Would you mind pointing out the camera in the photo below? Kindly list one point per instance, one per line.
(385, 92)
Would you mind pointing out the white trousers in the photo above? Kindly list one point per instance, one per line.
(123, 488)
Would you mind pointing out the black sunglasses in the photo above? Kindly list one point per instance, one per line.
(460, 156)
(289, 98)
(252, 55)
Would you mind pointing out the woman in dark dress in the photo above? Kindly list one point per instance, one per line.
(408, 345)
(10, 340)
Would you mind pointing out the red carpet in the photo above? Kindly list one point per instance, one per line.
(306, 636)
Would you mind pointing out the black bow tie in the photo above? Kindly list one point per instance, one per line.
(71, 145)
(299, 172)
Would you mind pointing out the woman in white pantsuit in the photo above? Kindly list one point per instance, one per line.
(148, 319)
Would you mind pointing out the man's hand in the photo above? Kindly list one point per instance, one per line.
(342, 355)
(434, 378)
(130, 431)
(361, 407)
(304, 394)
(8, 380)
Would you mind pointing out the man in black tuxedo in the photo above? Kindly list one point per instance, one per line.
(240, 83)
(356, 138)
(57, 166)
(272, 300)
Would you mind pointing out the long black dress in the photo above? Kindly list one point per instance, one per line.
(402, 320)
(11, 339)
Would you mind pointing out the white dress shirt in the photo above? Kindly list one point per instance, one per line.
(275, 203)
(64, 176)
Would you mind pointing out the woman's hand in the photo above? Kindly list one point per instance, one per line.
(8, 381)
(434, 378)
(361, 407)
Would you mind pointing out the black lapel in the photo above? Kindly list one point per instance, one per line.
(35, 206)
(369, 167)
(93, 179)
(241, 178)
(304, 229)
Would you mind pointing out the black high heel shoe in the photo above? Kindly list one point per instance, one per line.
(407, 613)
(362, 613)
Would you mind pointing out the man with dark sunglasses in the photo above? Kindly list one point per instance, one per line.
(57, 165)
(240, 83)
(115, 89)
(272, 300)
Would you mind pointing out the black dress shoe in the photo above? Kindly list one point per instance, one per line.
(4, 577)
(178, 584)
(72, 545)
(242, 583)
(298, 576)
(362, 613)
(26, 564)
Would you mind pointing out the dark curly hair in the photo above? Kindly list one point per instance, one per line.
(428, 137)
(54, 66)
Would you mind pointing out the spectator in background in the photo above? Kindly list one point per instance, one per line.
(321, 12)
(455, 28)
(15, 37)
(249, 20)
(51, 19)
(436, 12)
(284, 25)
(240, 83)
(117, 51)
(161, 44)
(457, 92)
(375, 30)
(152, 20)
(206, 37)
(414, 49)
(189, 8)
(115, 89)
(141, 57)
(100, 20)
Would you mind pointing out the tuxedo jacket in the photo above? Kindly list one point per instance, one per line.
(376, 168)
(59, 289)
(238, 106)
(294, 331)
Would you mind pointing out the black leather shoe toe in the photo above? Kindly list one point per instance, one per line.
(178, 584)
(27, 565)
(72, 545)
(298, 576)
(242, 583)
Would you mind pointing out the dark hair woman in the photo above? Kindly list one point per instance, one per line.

= = = =

Stated exercise>
Can you render every line of the records above as a JSON list of strings, one string per line, with blank lines left out?

The reply>
[
  "Would you mind pointing out the camera in the photo below? Kindly list one point per instance, one per line.",
  "(385, 92)",
  "Would you mind pointing out the white trousers in the photo above? Kindly list one point per instance, one per line.",
  "(123, 488)",
  "Would you mind pointing out the black sunglasses in the photo above? Kindly list one point per instance, one per line.",
  "(460, 156)",
  "(289, 98)",
  "(252, 55)",
  "Would you mind pointing out the woman in dark dress in the photo above? Kindly list one point per instance, one per line.",
  "(408, 345)",
  "(10, 340)",
  "Would you mind pointing out the red carpet in the photo above? Kindly list one point per instance, one per line.",
  "(306, 636)",
  "Would you mind pointing out the black bow tie in the photo above? Kindly list one point per instance, one per line.",
  "(71, 145)",
  "(299, 172)",
  "Would you mind pointing out the woman in white pantsuit in the photo above? Kindly list one point per instance, one per line.",
  "(148, 319)",
  "Would you mind pointing out the man's hand in the photo above? Kindly list one point per instance, one per line.",
  "(342, 355)",
  "(434, 378)",
  "(130, 431)",
  "(361, 407)",
  "(304, 394)",
  "(8, 380)",
  "Would you mind pointing out the man in black tuxedo in the photo above? Kindly list one point per instance, one per line.",
  "(240, 83)",
  "(356, 138)",
  "(57, 166)",
  "(272, 300)",
  "Would you mind pointing out the long black dress in the photo above? Kindly list one point per instance, one per line.",
  "(402, 320)",
  "(11, 339)",
  "Would you mind pointing out the white dress shirt in the photo above? Kindly list one point per instance, one per line.",
  "(275, 203)",
  "(64, 176)",
  "Would you mind pointing out the woman's hand in the photo above? Kindly list one point per instance, one per line.",
  "(8, 381)",
  "(434, 378)",
  "(361, 407)",
  "Would you mind pointing out the black lapel in the photo above? Kindly list one point per instance, one per line.",
  "(35, 206)",
  "(369, 167)",
  "(93, 179)",
  "(241, 178)",
  "(304, 229)",
  "Would you mind pointing out the black high heel shoe in the photo above? Kindly list one point per instance, one per line.",
  "(407, 613)",
  "(362, 613)",
  "Would you mind pointing out the man with dark sunglasses in the photo above? Kindly list one point per instance, one per line.",
  "(57, 165)",
  "(240, 83)",
  "(115, 89)",
  "(272, 300)",
  "Would you mind pointing out the black dress shoe in the photo above? Kindly list one point per instance, one per line.",
  "(4, 577)",
  "(178, 584)",
  "(72, 545)",
  "(242, 583)",
  "(298, 576)",
  "(362, 613)",
  "(26, 564)",
  "Would you mind pointing out the dark curly hair in the photo above? Kindly list one point per instance, one per line.",
  "(428, 137)",
  "(54, 66)",
  "Would you mind pointing out the spectator in background in the photo above? Kindly list one point per instance, one per line.",
  "(321, 12)",
  "(455, 28)",
  "(15, 37)",
  "(249, 20)",
  "(51, 19)",
  "(436, 12)",
  "(284, 25)",
  "(240, 83)",
  "(117, 51)",
  "(161, 44)",
  "(457, 92)",
  "(375, 30)",
  "(152, 20)",
  "(206, 37)",
  "(414, 49)",
  "(189, 8)",
  "(115, 89)",
  "(141, 57)",
  "(100, 20)",
  "Would you mind pointing out the tuxedo jacket in the photo above? Kindly list one point per instance, one per line.",
  "(376, 168)",
  "(59, 289)",
  "(238, 106)",
  "(294, 331)",
  "Would you mind pointing out the black leather shoe toe in the photo above? Kindly list one point per instance, one per line.",
  "(178, 584)",
  "(27, 565)",
  "(72, 545)",
  "(298, 576)",
  "(242, 583)",
  "Would you mind pointing out the dark hair woman in the photo above? Kindly list one point per instance, one per line."
]